┏━━

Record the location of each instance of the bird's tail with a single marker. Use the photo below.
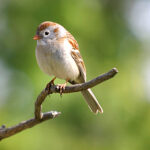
(92, 101)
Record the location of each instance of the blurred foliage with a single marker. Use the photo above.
(105, 41)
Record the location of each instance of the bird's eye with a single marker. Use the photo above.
(46, 33)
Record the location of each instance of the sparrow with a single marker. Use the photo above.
(58, 55)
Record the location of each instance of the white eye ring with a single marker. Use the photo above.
(46, 33)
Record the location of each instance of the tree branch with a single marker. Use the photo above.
(39, 116)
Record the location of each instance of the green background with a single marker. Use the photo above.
(107, 35)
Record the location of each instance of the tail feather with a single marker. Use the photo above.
(92, 101)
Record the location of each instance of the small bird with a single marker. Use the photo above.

┗━━

WHAT YOU WILL DO :: Keep the pictures out and transcribe the entries exactly.

WRITTEN REPLY ::
Record the location of each instance of the bird's tail with a single marker. Use the photo below.
(92, 101)
Record the location of each instance of the blurred foliage with a single marker. Use the photo above.
(105, 41)
Record the location of each instance of the bird's eye with a single marker. Use the photo above.
(46, 33)
Record the location of each instance of the sparrow with a single marker. Use the photo above.
(58, 55)
Record the location of each instance of the white eye ring with a single marker. Use the photo above.
(46, 33)
Record the location of each instance of the tree branch with a single marker. Use the photo above.
(39, 116)
Record the location of each instance of the green background with a single marker. Use the photo above.
(107, 35)
Record the location of each instance of the tail feather with a single marker. Use the photo above.
(92, 101)
Record the location of each instance of the small bird with a single marker. Use the photo above.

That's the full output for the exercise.